**Task statement:**
Write out the lines starting at the one that holds "For each instance of the grassy hill, set" and ending with the final line of the data, exactly and with no others.

**Natural-language object grounding data:**
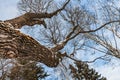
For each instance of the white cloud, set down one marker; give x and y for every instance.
(110, 71)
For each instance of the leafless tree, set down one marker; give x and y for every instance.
(66, 27)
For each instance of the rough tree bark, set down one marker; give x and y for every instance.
(14, 44)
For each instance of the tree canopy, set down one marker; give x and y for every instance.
(71, 32)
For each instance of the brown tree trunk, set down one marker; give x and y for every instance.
(14, 44)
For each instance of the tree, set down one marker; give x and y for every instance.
(79, 33)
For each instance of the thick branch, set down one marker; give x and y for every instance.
(14, 44)
(31, 19)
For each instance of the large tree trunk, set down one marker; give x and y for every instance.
(14, 44)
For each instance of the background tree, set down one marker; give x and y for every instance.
(69, 31)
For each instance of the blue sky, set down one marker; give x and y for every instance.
(8, 10)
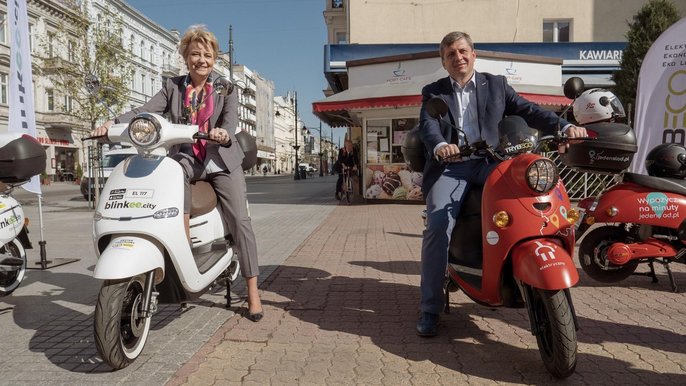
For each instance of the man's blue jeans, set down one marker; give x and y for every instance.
(443, 204)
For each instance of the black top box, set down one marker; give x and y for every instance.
(611, 150)
(21, 159)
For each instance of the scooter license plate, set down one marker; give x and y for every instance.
(582, 215)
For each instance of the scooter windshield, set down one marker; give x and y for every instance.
(516, 136)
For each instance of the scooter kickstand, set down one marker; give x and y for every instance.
(228, 293)
(670, 276)
(652, 271)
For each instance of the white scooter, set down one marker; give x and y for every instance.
(138, 231)
(21, 157)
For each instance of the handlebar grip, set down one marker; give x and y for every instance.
(93, 137)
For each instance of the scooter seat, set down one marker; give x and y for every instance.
(203, 198)
(663, 184)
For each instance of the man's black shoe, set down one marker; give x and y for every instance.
(427, 324)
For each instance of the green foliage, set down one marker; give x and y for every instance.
(647, 25)
(82, 49)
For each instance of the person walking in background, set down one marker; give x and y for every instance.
(346, 157)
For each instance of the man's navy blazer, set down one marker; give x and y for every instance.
(495, 100)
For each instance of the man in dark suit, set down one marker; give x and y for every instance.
(477, 102)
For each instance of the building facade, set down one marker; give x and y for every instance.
(154, 57)
(376, 67)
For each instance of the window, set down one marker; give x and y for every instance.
(340, 38)
(3, 27)
(51, 46)
(50, 99)
(556, 31)
(67, 104)
(71, 51)
(4, 78)
(31, 28)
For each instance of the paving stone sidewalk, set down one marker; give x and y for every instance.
(342, 308)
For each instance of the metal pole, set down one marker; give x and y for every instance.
(295, 114)
(321, 151)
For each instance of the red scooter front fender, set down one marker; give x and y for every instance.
(544, 264)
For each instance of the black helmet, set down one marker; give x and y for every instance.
(667, 160)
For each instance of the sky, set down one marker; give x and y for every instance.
(282, 40)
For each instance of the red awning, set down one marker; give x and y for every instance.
(548, 100)
(368, 103)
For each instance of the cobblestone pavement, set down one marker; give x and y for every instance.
(343, 306)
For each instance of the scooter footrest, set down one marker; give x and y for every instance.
(11, 261)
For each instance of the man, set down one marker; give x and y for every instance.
(477, 102)
(346, 157)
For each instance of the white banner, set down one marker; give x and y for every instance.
(22, 117)
(661, 94)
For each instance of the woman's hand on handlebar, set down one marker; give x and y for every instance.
(220, 135)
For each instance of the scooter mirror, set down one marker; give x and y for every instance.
(436, 107)
(223, 86)
(574, 86)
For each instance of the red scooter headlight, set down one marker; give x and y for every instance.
(541, 175)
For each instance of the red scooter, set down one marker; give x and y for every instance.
(641, 220)
(513, 242)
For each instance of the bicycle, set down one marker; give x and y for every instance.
(347, 186)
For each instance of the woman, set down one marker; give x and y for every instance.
(189, 99)
(346, 157)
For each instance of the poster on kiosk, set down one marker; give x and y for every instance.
(661, 95)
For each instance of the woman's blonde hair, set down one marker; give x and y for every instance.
(198, 33)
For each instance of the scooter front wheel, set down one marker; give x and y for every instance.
(556, 336)
(11, 278)
(593, 255)
(121, 330)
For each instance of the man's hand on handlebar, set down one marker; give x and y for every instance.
(449, 151)
(220, 135)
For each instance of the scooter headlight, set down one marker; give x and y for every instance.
(541, 176)
(144, 130)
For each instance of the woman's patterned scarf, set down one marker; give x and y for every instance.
(200, 108)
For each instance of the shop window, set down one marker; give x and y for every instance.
(3, 27)
(3, 88)
(386, 175)
(556, 31)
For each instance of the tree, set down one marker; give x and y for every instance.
(647, 25)
(82, 50)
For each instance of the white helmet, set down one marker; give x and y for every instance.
(597, 105)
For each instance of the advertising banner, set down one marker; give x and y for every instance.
(22, 116)
(661, 95)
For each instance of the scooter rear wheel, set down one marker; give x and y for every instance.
(593, 255)
(120, 329)
(556, 336)
(10, 280)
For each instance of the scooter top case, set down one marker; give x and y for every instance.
(21, 157)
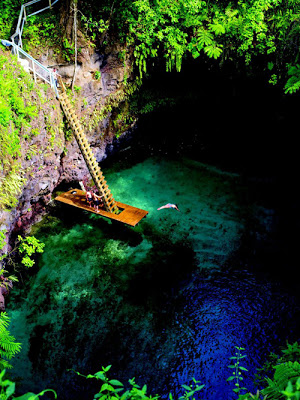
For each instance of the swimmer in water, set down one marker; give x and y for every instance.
(169, 205)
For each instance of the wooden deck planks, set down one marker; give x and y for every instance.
(129, 215)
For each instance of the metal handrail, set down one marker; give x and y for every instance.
(17, 36)
(32, 65)
(38, 69)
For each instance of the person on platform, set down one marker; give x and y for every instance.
(97, 201)
(89, 198)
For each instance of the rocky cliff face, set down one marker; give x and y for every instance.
(48, 158)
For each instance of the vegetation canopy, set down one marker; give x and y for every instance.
(245, 30)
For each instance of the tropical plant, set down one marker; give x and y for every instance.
(292, 391)
(7, 389)
(112, 389)
(237, 370)
(284, 373)
(8, 345)
(24, 247)
(291, 352)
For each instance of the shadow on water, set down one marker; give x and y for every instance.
(169, 299)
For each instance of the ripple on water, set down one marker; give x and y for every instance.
(158, 302)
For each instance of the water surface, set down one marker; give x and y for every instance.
(162, 302)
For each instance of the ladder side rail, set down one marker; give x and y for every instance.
(108, 200)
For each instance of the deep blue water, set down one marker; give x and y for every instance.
(166, 301)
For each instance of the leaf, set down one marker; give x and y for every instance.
(231, 378)
(11, 389)
(115, 382)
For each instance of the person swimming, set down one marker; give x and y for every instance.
(169, 205)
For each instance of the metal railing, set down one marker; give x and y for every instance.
(30, 64)
(27, 10)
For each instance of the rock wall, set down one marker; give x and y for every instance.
(58, 160)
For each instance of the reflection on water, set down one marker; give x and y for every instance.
(163, 302)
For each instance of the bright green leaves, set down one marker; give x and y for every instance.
(293, 82)
(28, 246)
(8, 345)
(112, 389)
(237, 368)
(17, 110)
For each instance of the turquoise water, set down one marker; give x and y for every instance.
(161, 302)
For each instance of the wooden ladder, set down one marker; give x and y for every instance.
(91, 162)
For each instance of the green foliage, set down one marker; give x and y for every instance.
(97, 75)
(112, 389)
(237, 370)
(8, 345)
(293, 83)
(28, 246)
(292, 391)
(7, 389)
(284, 373)
(226, 30)
(9, 10)
(17, 110)
(41, 30)
(291, 352)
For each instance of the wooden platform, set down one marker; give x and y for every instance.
(129, 215)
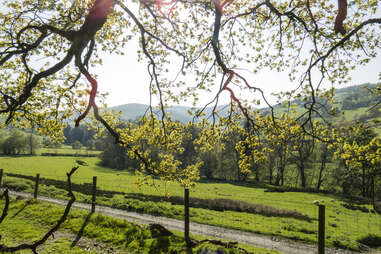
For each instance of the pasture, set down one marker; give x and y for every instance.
(102, 234)
(347, 222)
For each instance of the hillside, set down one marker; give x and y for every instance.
(133, 111)
(351, 103)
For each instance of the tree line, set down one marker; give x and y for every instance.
(343, 158)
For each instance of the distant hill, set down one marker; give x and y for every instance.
(354, 101)
(133, 111)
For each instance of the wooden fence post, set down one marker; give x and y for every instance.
(36, 186)
(1, 177)
(94, 194)
(186, 217)
(321, 229)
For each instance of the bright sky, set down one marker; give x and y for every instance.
(127, 81)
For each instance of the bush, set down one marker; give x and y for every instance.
(76, 145)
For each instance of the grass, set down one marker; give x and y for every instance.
(66, 150)
(103, 234)
(344, 226)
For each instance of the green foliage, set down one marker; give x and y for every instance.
(116, 188)
(102, 234)
(371, 240)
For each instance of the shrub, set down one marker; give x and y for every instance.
(371, 240)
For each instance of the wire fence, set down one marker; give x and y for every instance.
(347, 226)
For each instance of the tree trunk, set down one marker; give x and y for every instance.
(322, 167)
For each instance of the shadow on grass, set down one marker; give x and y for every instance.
(27, 203)
(80, 232)
(218, 204)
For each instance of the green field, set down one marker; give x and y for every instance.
(66, 150)
(102, 234)
(344, 226)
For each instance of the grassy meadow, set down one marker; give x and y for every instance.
(101, 234)
(345, 226)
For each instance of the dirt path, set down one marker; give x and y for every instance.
(278, 244)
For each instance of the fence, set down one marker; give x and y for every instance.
(322, 224)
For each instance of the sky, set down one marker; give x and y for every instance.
(127, 81)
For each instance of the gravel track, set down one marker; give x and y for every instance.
(274, 243)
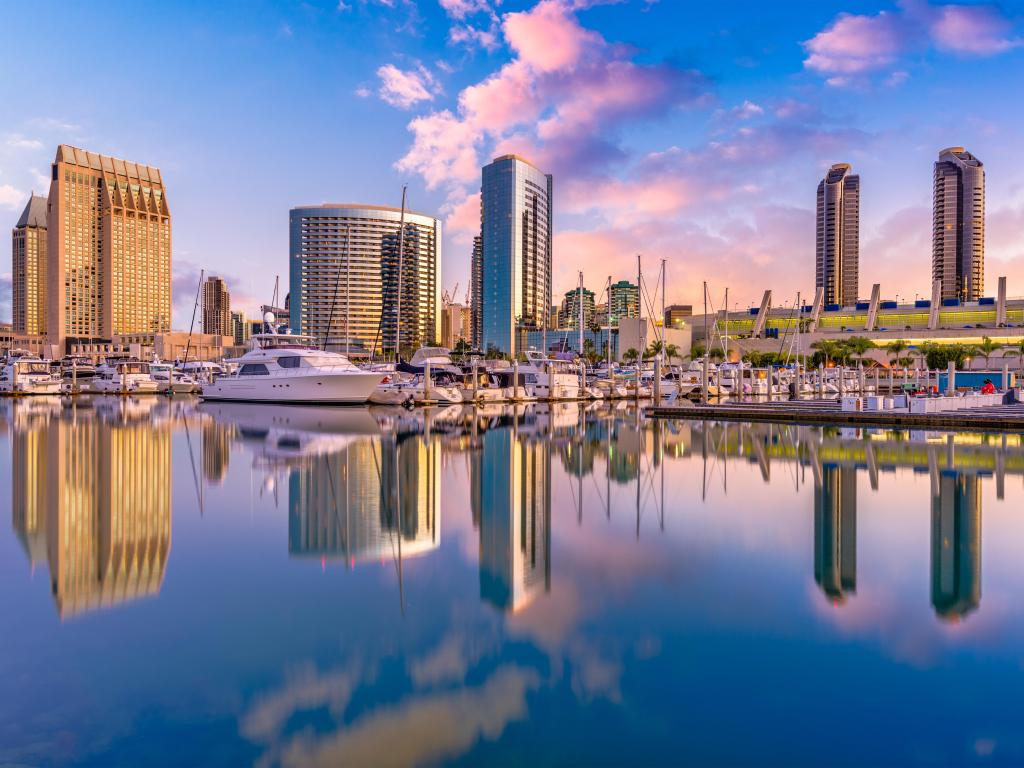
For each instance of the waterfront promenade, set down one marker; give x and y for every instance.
(1005, 417)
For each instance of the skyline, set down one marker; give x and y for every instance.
(700, 145)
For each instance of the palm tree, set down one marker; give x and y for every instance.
(986, 348)
(895, 349)
(828, 348)
(858, 346)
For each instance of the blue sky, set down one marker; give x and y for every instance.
(686, 131)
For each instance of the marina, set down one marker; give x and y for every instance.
(314, 580)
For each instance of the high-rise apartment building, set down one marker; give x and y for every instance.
(958, 225)
(476, 291)
(568, 315)
(624, 301)
(109, 261)
(29, 269)
(838, 251)
(515, 228)
(677, 315)
(344, 276)
(216, 307)
(241, 329)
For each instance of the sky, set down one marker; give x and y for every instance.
(685, 131)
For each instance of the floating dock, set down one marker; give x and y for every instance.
(1007, 417)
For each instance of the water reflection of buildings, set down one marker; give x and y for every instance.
(350, 504)
(955, 544)
(836, 531)
(95, 499)
(216, 450)
(511, 503)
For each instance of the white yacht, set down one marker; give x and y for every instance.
(551, 379)
(28, 376)
(171, 381)
(286, 368)
(124, 377)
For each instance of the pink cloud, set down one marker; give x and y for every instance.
(975, 30)
(548, 37)
(565, 93)
(853, 46)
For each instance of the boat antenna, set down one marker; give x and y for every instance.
(192, 326)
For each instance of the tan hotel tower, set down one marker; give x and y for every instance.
(109, 229)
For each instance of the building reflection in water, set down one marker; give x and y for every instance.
(216, 451)
(955, 544)
(836, 531)
(350, 504)
(93, 496)
(511, 503)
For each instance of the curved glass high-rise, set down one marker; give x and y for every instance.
(515, 252)
(344, 276)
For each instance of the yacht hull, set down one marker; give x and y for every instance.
(327, 389)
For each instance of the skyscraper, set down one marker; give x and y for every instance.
(216, 307)
(838, 251)
(515, 228)
(29, 268)
(624, 301)
(109, 262)
(476, 291)
(344, 275)
(958, 226)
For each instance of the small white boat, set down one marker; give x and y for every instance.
(171, 381)
(124, 377)
(28, 376)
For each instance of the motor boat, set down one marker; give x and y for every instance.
(288, 368)
(28, 375)
(77, 374)
(124, 377)
(170, 381)
(551, 379)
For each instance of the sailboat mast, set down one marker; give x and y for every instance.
(580, 312)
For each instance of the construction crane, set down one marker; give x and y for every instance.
(448, 297)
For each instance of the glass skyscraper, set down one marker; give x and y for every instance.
(515, 253)
(344, 276)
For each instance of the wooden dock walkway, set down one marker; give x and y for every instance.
(1009, 417)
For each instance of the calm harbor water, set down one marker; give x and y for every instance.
(187, 584)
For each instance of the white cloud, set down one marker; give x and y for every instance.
(17, 141)
(404, 88)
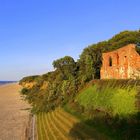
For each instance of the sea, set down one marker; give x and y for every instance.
(7, 82)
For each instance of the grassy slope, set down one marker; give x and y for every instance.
(60, 125)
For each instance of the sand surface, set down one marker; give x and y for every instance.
(13, 116)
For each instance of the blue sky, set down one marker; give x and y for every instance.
(33, 33)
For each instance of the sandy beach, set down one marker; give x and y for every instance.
(13, 113)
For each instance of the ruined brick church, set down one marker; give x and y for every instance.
(123, 63)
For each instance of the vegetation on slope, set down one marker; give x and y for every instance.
(69, 76)
(110, 106)
(114, 108)
(58, 124)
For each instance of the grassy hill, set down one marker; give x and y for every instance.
(109, 106)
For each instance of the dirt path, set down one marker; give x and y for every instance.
(13, 116)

**Solved exercise:**
For each instance of the grassy hill, set down one marker; give x and y for every instance.
(109, 106)
For each instance of the dirt path, set down one marker; give x and y for every instance.
(13, 116)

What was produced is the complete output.